┌────────

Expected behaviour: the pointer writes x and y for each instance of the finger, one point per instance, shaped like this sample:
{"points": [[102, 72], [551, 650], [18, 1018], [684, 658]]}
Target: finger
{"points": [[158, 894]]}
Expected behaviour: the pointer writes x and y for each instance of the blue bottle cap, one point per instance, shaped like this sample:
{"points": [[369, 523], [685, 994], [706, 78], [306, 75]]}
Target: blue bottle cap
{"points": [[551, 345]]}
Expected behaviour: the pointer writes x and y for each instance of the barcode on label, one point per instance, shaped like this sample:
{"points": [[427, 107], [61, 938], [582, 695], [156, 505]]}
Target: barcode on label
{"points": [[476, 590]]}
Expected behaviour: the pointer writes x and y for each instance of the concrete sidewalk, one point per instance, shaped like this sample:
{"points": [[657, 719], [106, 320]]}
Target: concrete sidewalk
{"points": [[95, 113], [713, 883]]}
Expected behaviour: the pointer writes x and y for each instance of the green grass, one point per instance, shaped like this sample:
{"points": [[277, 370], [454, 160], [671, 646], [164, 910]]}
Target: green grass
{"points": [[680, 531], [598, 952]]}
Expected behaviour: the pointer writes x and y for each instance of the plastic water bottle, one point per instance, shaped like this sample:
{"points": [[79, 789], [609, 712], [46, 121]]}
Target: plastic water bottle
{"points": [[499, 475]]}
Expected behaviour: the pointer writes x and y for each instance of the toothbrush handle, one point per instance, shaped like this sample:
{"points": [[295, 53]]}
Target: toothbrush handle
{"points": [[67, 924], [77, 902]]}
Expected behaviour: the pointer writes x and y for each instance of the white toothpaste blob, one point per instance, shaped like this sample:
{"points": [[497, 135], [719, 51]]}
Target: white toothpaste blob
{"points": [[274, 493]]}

└────────

Copy every entry above word for word, keeping each line and its punctuation unchanged.

Expected behaviour: the pointer writes x and y for each instance of the finger, one point per instance, shaped like this sample:
{"points": [[102, 72], [551, 650], [18, 1018], [684, 658]]}
Target: finger
{"points": [[158, 894]]}
Expected behaviour: the pointer writes x and y for each instance of the blue bottle cap, one point per instance, shaped like this sample:
{"points": [[369, 523], [685, 994], [706, 78], [306, 75]]}
Target: blue bottle cap
{"points": [[551, 345]]}
Expected behaviour: the pointer writes x and y for each instance of the barcode on label, one point per instance, shaped like this sample:
{"points": [[427, 107], [61, 938], [582, 695], [156, 505]]}
Target: barcode on label
{"points": [[476, 590]]}
Expected behaviour: the pointer writes x and y for each instance of the concrete sidewalk, one point per instance, shaped like this sample:
{"points": [[657, 719], [106, 320]]}
Target: concrete sidewalk
{"points": [[95, 113], [713, 883]]}
Expected behaviour: the pointer writes x and y for each instance of the green grass, one point per instance, shaped like this sample:
{"points": [[277, 370], [454, 160], [671, 646], [164, 910]]}
Target: green grass
{"points": [[680, 531], [598, 952]]}
Expected behaviour: the pointer writes x and y for each instance of the plastic water bottle, one point per instance, shaped like this sample:
{"points": [[79, 789], [609, 712], [46, 121]]}
Target: plastic water bottle
{"points": [[499, 475]]}
Expected behaviour: the pointer writes x and y for each instance of the toothbrush handle, one point per instance, shaped like this sample:
{"points": [[295, 53]]}
Target: toothbrush handle
{"points": [[67, 924], [77, 902]]}
Expected behaviour: the pointer writes x and y for each instance of the white toothpaste blob, one point per instance, shaped like this sample:
{"points": [[497, 135], [719, 51]]}
Target: white toothpaste blob
{"points": [[274, 493]]}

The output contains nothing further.